- EXERCISE PROMPT: Output every line of the rows below as a JSON list of strings, one string per line and no strings for blank lines. Leave the pictures out of your list.

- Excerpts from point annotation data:
# # # # #

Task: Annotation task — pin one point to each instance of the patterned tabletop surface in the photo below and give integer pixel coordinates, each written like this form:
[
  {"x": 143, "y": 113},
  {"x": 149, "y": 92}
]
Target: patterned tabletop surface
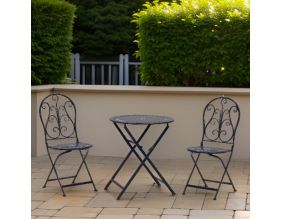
[{"x": 141, "y": 119}]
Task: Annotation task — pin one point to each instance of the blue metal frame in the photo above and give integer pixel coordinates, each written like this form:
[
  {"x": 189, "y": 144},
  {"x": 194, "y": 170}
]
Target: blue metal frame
[
  {"x": 133, "y": 144},
  {"x": 58, "y": 116},
  {"x": 221, "y": 117}
]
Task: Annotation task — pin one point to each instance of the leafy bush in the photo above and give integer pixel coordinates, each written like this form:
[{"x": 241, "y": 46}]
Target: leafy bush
[
  {"x": 51, "y": 35},
  {"x": 194, "y": 43},
  {"x": 104, "y": 28}
]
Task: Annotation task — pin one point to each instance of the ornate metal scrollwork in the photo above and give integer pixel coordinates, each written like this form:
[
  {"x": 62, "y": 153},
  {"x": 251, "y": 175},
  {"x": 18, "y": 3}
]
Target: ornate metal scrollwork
[
  {"x": 220, "y": 120},
  {"x": 58, "y": 116}
]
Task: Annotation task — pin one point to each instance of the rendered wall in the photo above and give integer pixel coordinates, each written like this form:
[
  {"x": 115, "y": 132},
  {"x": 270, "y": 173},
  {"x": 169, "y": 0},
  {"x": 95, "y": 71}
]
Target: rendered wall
[{"x": 96, "y": 104}]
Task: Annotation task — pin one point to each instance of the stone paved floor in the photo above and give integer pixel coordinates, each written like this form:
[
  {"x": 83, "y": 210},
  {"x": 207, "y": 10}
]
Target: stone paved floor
[{"x": 143, "y": 200}]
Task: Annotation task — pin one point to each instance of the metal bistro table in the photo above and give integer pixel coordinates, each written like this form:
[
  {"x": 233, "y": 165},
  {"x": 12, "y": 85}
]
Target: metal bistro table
[{"x": 123, "y": 123}]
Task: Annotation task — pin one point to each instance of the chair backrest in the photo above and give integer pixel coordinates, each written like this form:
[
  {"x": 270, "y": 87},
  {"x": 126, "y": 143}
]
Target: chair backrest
[
  {"x": 221, "y": 117},
  {"x": 58, "y": 116}
]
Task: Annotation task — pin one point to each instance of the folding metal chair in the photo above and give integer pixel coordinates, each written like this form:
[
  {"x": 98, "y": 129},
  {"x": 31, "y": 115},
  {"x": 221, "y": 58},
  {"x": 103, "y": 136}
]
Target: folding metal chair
[
  {"x": 58, "y": 116},
  {"x": 221, "y": 117}
]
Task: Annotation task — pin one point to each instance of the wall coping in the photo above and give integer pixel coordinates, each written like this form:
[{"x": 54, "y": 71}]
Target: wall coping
[{"x": 142, "y": 89}]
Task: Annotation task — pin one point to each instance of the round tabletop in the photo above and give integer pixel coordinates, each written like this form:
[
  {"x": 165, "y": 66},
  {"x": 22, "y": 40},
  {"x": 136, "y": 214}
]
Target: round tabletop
[{"x": 141, "y": 119}]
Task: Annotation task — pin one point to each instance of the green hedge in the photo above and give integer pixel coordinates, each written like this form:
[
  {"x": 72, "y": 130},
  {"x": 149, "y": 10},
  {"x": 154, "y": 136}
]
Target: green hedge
[
  {"x": 51, "y": 35},
  {"x": 195, "y": 43}
]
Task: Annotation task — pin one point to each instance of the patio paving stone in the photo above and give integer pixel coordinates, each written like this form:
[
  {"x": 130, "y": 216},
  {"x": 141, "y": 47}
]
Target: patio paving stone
[
  {"x": 104, "y": 216},
  {"x": 173, "y": 217},
  {"x": 147, "y": 217},
  {"x": 176, "y": 211},
  {"x": 236, "y": 204},
  {"x": 108, "y": 200},
  {"x": 79, "y": 212},
  {"x": 118, "y": 211},
  {"x": 143, "y": 199},
  {"x": 150, "y": 211}
]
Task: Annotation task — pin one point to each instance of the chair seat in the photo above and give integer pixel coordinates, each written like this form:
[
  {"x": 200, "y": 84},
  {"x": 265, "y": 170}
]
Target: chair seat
[
  {"x": 208, "y": 150},
  {"x": 72, "y": 146}
]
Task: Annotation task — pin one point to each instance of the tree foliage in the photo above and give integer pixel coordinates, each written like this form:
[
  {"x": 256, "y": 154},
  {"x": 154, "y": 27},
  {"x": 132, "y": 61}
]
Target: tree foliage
[
  {"x": 104, "y": 27},
  {"x": 195, "y": 43},
  {"x": 51, "y": 35}
]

# # # # #

- THE COMPLETED TASK:
[
  "Task: Annotation task — pin one point to each instance of the patterned tabletop surface in the photo below and give integer pixel coordinates, each written like this form:",
  "[",
  "  {\"x\": 143, \"y\": 113},",
  "  {\"x\": 149, \"y\": 92}",
  "]",
  "Target: patterned tabletop surface",
  "[{\"x\": 141, \"y\": 119}]",
  "Task: Annotation task — pin one point to each instance of the blue metal frame in the photo above and give integer pixel coordinates, each written like this form:",
  "[",
  "  {\"x\": 189, \"y\": 144},",
  "  {\"x\": 194, \"y\": 170}",
  "]",
  "Target: blue metal frame",
  "[",
  "  {\"x\": 133, \"y\": 144},",
  "  {\"x\": 58, \"y\": 116},",
  "  {\"x\": 221, \"y\": 117}",
  "]",
  "Task: Annotation task — pin one point to each instance of the leafy bush in the photo above and give integer pixel coordinates, each written like this form:",
  "[{\"x\": 241, \"y\": 46}]",
  "Target: leafy bush",
  "[",
  "  {\"x\": 51, \"y\": 35},",
  "  {\"x\": 194, \"y\": 43},",
  "  {\"x\": 104, \"y\": 28}",
  "]",
  "Task: Annotation task — pin one point to each instance of the ornate metal scrollwork in the photo above and give integer pixel coordinates, each written like this form:",
  "[",
  "  {\"x\": 62, \"y\": 153},",
  "  {\"x\": 251, \"y\": 175},",
  "  {\"x\": 18, \"y\": 3}",
  "]",
  "Target: ornate metal scrollwork",
  "[",
  "  {\"x\": 220, \"y\": 120},",
  "  {\"x\": 58, \"y\": 116}",
  "]",
  "Task: Annotation task — pin one point to each instance of the rendered wall in the photo above and give integer pixel coordinates, each written like this form:",
  "[",
  "  {\"x\": 115, \"y\": 132},",
  "  {\"x\": 270, \"y\": 173},",
  "  {\"x\": 169, \"y\": 0},",
  "  {\"x\": 95, \"y\": 71}",
  "]",
  "Target: rendered wall",
  "[{\"x\": 96, \"y\": 104}]",
  "Task: Annotation task — pin one point to each instance of the stone paved floor in the photo above and give integer pixel coordinates, each written like this form:",
  "[",
  "  {\"x\": 83, \"y\": 210},",
  "  {\"x\": 207, \"y\": 10}",
  "]",
  "Target: stone paved floor",
  "[{\"x\": 143, \"y\": 200}]",
  "Task: Annotation task — pin one point to each instance of the metal bistro table in the photo above and give integer pixel coordinates, each written like this form:",
  "[",
  "  {\"x\": 233, \"y\": 165},",
  "  {\"x\": 12, \"y\": 85}",
  "]",
  "Target: metal bistro table",
  "[{\"x\": 123, \"y\": 123}]",
  "Task: Annotation task — pin one point to each instance of the chair backrest in the photo above and give integer pixel coordinates, each written like this form:",
  "[",
  "  {\"x\": 270, \"y\": 87},",
  "  {\"x\": 126, \"y\": 143}",
  "]",
  "Target: chair backrest",
  "[",
  "  {\"x\": 221, \"y\": 117},",
  "  {\"x\": 58, \"y\": 116}",
  "]",
  "Task: Annotation task — pin one point to each instance of the folding metal chair in the photo above and give integer pixel coordinates, each written like this form:",
  "[",
  "  {\"x\": 98, \"y\": 129},",
  "  {\"x\": 31, \"y\": 115},",
  "  {\"x\": 221, \"y\": 58},",
  "  {\"x\": 103, \"y\": 136}",
  "]",
  "Target: folding metal chair",
  "[",
  "  {\"x\": 58, \"y\": 116},",
  "  {\"x\": 221, \"y\": 117}",
  "]",
  "Task: Annotation task — pin one point to each instance of the wall coping in the photo above and give integer pixel coordinates, each written like this form:",
  "[{\"x\": 54, \"y\": 71}]",
  "Target: wall coping",
  "[{\"x\": 142, \"y\": 89}]",
  "Task: Annotation task — pin one point to each instance of the round tabletop in the photo above and give integer pixel coordinates, each written like this form:",
  "[",
  "  {\"x\": 165, \"y\": 66},",
  "  {\"x\": 22, \"y\": 40},",
  "  {\"x\": 136, \"y\": 214}",
  "]",
  "Target: round tabletop",
  "[{\"x\": 141, \"y\": 119}]",
  "Task: Annotation task — pin one point to each instance of the green hedge in the photo above and give integer pixel coordinates, each written like this form:",
  "[",
  "  {\"x\": 72, \"y\": 130},",
  "  {\"x\": 149, \"y\": 10},",
  "  {\"x\": 154, \"y\": 136}",
  "]",
  "Target: green hedge",
  "[",
  "  {\"x\": 51, \"y\": 35},",
  "  {\"x\": 195, \"y\": 43}",
  "]",
  "Task: Annotation task — pin one point to each instance of the patio paving stone in the photo above and give integer pixel coordinates, each written like this form:",
  "[",
  "  {\"x\": 130, \"y\": 216},",
  "  {\"x\": 141, \"y\": 47}",
  "]",
  "Target: patio paving stone",
  "[",
  "  {\"x\": 104, \"y\": 216},",
  "  {\"x\": 173, \"y\": 217},",
  "  {\"x\": 147, \"y\": 217},",
  "  {\"x\": 176, \"y\": 211},",
  "  {\"x\": 236, \"y\": 204},",
  "  {\"x\": 108, \"y\": 200},",
  "  {\"x\": 79, \"y\": 212},",
  "  {\"x\": 118, \"y\": 211},",
  "  {\"x\": 143, \"y\": 199},",
  "  {\"x\": 150, \"y\": 211}",
  "]",
  "Task: Annotation task — pin one point to each instance of the chair seat in the photo above and give integer pixel coordinates, each written like this form:",
  "[",
  "  {\"x\": 200, \"y\": 84},",
  "  {\"x\": 265, \"y\": 170}",
  "]",
  "Target: chair seat",
  "[",
  "  {\"x\": 208, \"y\": 150},",
  "  {\"x\": 72, \"y\": 146}",
  "]",
  "Task: Annotation task — pin one point to each instance of the tree foliage in the photo above and give integer pixel coordinates, each written like this form:",
  "[",
  "  {\"x\": 256, \"y\": 154},",
  "  {\"x\": 154, \"y\": 27},",
  "  {\"x\": 132, \"y\": 61}",
  "]",
  "Target: tree foliage",
  "[",
  "  {\"x\": 104, \"y\": 27},",
  "  {\"x\": 195, \"y\": 43},",
  "  {\"x\": 51, \"y\": 35}",
  "]"
]